-- Begin TEXT --

Thursday, April 9, 2009

Poets' Letter, Poet in Residence: Final thoughts & Reading list

I have just finished my March residency at Poets' Letter. It was really lovely & Munayem has been a great inspiration. Over the course of the residency, I wrote 6 new poems after the reading assigned to me, 5 of which are posted to my Poets' Letter page, here: http://www.poetsletter.com/AikoHarman.htm
As promised, I'll post my reading list below.


'The Paper-knife' was written in Week 1 after the following reading assignment:
Week 1: Emmanuel Kant: Critique of Pure Reason and Jean Paul Sartre: On Existentialism and Humanism.

Go for a walk for at least an hour. Walk on a long road pavement, preferrably on an afternoon when there are not many people about. I would like you to walk without any destination in mind and simply pass through the space not giving much attention to it and be inside your head and think about the way Kant's mind works, how the ideas flow and how beautifully his language runs with him like a dog and sings the beauty, the art of wonderful, intricate, subtle and sublime thoughts in a rational succession of waves. And when you are coming back I would now like you to look and notice the space through which you would be walking back home.

-- End TEXT --
-- Begin INFORMATION PROVIDED --

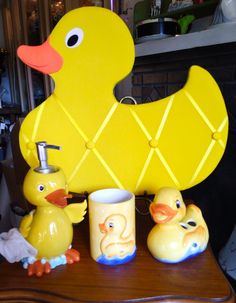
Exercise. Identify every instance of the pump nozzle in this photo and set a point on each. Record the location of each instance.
(42, 147)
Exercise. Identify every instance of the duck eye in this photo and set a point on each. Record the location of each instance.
(177, 203)
(74, 37)
(111, 225)
(41, 187)
(192, 223)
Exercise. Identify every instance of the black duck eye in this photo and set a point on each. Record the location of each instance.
(111, 225)
(74, 37)
(41, 187)
(192, 223)
(177, 203)
(183, 225)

-- End INFORMATION PROVIDED --

**SET PROBLEM 1**
Answer these from the residency post:
(a) How many new poems were written during the residency, and how many of them are posted?
(b) Which poem was written in Week 1?
(c) How long should the assigned walk last at minimum?
**SET PROBLEM 2**
Reproduce verbatim the part of the residency post between "Go for a walk" and "walking back home.", inclusive.
The listing isn't needed for anything here.

**RESPONSE 1**
(a) Six new poems were written, and five of them are posted.
(b) 'The Paper-knife'
(c) At least an hour

**RESPONSE 2**
Go for a walk for at least an hour. Walk on a long road pavement, preferrably on an afternoon when there are not many people about. I would like you to walk without any destination in mind and simply pass through the space not giving much attention to it and be inside your head and think about the way Kant's mind works, how the ideas flow and how beautifully his language runs with him like a dog and sings the beauty, the art of wonderful, intricate, subtle and sublime thoughts in a rational succession of waves. And when you are coming back I would now like you to look and notice the space through which you would be walking back home.